Linoleum flooring was invented by Englishman Frederick Walton in 1860. Linoleum was widely used in both residential and commercial settings until the 1950s, when vinyl flooring overtook linoleum. Today, however, linoleum is enjoying a resurgence in popularity. If you’re thinking about installing linoleum flooring in your home, then we urge you to read on. This blog provides the basic pros and cons of linoleum flooring to make it easier to decide if linoleum is right for you.


Durable Flooring

While linoleum is a bit more expensive compared to vinyl, it is far more durable and cost effective in the long run. With proper care and maintenance, this floor covering can last for about 40 years. It is also a great option for high traffic areas. Since the pigments are infused through the flooring, it does not lose its color or patterns.


Believe it or not, linoleum is one of the eco-friendliest flooring materials on the market today. Linoleum flooring is made entirely out of renewable materials such as limestone, cork dust, jute, wood flour and oil. It is formaldehyde-free, non-toxic and biodegradable. It can also be recycled.

Water resistant

This is one of the strongest selling points of linoleum. Since it is water resistant, it works well in kitchen or laundry areas.

▸ What to work on:
Transcribe the passage of the linoleum flooring text between "Durable Flooring" and "color or patterns.", inclusive.

▸ Records shown:
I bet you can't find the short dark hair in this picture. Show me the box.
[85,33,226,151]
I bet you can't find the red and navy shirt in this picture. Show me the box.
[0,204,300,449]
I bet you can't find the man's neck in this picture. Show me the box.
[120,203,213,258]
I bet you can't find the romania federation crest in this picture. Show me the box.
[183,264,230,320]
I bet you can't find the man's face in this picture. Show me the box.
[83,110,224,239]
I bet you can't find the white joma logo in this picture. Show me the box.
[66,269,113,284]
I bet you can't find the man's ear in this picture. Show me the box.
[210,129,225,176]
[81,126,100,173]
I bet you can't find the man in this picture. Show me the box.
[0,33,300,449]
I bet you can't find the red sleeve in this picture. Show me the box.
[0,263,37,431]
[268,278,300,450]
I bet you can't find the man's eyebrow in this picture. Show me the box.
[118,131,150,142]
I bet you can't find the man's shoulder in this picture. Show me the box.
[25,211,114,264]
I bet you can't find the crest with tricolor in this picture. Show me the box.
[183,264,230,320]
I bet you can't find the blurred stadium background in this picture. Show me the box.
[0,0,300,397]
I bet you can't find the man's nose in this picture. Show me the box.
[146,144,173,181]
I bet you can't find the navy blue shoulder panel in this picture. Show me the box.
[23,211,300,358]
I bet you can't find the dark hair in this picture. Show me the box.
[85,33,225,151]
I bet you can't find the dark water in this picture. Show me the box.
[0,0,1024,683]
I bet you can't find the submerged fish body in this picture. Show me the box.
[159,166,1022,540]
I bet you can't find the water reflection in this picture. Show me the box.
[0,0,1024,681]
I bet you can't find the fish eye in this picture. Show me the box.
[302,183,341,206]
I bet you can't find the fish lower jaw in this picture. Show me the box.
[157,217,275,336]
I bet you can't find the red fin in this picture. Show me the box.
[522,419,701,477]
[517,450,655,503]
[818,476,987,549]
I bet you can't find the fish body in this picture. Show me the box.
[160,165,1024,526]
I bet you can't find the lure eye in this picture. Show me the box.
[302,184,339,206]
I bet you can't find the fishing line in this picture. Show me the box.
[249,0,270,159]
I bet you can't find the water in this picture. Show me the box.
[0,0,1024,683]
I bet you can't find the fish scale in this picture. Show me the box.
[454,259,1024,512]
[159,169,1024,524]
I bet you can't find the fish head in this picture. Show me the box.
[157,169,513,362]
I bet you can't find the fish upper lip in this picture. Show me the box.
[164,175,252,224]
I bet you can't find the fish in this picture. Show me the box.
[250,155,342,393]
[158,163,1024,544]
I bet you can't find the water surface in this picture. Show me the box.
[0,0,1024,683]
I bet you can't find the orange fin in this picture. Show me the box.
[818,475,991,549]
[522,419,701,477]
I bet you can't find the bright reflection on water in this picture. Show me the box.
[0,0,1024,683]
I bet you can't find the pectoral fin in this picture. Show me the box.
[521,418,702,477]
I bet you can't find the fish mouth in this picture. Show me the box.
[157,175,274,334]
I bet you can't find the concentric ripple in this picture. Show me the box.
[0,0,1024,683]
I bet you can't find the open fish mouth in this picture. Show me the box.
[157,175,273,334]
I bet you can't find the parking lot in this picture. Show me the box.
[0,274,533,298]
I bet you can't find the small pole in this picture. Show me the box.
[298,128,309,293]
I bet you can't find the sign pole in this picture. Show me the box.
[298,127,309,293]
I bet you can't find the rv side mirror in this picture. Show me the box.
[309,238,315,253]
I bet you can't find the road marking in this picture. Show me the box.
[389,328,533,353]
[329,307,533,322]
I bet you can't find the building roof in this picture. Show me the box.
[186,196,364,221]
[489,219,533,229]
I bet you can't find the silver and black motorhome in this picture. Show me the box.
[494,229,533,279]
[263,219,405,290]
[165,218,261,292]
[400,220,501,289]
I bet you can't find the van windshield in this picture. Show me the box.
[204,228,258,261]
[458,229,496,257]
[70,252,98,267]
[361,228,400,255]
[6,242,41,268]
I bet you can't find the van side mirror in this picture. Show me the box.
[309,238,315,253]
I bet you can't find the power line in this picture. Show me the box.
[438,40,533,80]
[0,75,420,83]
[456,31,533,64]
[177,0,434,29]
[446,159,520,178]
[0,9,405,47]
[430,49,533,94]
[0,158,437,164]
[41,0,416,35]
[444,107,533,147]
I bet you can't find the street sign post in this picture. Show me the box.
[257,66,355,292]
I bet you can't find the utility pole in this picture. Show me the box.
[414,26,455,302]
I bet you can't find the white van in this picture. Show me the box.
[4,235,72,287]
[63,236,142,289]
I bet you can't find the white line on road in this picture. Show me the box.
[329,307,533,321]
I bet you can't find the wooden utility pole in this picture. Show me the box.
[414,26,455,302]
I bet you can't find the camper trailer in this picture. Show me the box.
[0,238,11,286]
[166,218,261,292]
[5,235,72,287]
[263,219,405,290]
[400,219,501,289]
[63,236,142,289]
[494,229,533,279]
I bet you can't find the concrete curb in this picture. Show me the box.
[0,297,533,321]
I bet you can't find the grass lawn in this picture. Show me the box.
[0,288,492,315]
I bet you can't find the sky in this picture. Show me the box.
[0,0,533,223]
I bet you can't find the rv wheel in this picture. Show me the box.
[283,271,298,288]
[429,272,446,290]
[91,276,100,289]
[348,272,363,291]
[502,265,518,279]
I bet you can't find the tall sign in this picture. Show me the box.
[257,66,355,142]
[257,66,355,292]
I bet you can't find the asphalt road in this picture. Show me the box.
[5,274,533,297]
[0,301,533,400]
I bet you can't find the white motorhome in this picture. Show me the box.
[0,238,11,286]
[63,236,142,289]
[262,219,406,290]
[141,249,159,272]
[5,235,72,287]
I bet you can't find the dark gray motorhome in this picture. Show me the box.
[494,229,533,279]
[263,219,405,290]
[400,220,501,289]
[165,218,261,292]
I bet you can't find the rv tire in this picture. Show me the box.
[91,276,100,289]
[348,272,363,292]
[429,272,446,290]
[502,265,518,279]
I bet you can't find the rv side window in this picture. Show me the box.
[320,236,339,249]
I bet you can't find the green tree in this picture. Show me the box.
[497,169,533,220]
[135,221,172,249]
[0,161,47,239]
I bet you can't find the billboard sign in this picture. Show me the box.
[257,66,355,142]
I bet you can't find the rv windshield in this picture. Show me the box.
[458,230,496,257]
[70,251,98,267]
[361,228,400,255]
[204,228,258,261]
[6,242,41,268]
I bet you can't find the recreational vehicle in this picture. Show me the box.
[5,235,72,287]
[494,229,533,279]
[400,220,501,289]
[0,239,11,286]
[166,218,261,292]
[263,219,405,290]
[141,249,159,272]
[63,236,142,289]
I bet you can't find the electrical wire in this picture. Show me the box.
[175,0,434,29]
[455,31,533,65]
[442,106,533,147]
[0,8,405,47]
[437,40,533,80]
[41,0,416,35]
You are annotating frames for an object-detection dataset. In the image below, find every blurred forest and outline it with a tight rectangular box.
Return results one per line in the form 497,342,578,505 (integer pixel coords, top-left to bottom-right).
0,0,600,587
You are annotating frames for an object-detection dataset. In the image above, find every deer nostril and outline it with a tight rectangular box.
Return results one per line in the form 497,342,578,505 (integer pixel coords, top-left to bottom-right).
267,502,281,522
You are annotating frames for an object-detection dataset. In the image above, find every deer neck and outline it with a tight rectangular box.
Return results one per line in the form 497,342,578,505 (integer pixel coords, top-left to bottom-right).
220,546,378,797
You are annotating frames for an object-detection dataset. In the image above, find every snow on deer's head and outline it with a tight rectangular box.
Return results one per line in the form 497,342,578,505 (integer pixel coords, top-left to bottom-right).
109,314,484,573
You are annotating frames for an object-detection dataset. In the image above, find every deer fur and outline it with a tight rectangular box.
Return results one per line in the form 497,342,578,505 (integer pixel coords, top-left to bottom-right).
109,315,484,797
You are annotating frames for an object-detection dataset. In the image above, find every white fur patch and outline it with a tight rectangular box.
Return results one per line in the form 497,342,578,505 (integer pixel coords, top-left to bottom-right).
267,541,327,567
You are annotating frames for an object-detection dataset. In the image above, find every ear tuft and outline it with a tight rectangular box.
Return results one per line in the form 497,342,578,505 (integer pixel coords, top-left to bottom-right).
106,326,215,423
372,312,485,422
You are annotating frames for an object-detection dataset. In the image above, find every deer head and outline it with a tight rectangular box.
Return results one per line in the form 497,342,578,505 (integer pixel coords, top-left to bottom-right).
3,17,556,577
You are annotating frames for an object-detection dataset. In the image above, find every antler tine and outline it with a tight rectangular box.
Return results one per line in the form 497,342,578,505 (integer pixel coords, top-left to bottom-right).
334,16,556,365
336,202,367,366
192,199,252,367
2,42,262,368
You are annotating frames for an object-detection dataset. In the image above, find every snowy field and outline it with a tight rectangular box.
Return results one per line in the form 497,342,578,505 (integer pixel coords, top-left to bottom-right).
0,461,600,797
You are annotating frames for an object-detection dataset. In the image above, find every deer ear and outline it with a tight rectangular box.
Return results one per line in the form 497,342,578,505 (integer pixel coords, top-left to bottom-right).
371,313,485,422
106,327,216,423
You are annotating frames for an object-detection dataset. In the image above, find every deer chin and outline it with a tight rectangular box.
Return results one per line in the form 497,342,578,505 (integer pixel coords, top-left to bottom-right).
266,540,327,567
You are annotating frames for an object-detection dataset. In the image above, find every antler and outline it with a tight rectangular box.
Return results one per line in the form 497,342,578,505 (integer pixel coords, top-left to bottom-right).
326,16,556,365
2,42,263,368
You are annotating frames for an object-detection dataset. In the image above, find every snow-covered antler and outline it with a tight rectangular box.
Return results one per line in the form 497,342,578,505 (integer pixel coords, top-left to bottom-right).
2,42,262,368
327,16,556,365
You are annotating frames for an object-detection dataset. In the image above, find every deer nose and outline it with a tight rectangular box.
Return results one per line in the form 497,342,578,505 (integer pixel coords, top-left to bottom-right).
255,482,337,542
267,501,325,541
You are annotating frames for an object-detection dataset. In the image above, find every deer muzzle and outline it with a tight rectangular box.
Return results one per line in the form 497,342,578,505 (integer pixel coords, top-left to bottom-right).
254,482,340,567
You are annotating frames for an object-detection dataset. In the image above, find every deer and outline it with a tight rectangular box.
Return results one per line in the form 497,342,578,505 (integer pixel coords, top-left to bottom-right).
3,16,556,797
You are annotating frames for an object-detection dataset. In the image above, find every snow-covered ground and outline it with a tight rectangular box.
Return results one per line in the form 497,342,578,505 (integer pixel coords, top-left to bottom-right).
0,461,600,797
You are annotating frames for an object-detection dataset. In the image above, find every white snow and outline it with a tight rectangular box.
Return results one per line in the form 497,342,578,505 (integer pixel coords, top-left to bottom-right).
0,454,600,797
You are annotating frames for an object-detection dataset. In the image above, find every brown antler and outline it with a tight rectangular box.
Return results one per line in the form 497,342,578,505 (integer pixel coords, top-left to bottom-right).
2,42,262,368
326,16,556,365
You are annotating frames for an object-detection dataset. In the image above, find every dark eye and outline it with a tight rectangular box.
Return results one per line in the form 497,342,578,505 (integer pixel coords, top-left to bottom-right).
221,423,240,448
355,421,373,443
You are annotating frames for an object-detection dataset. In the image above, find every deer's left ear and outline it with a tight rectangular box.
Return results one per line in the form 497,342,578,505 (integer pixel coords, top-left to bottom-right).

▸ Expected output:
Durable Flooring

While linoleum is a bit more expensive compared to vinyl, it is far more durable and cost effective in the long run. With proper care and maintenance, this floor covering can last for about 40 years. It is also a great option for high traffic areas. Since the pigments are infused through the flooring, it does not lose its color or patterns.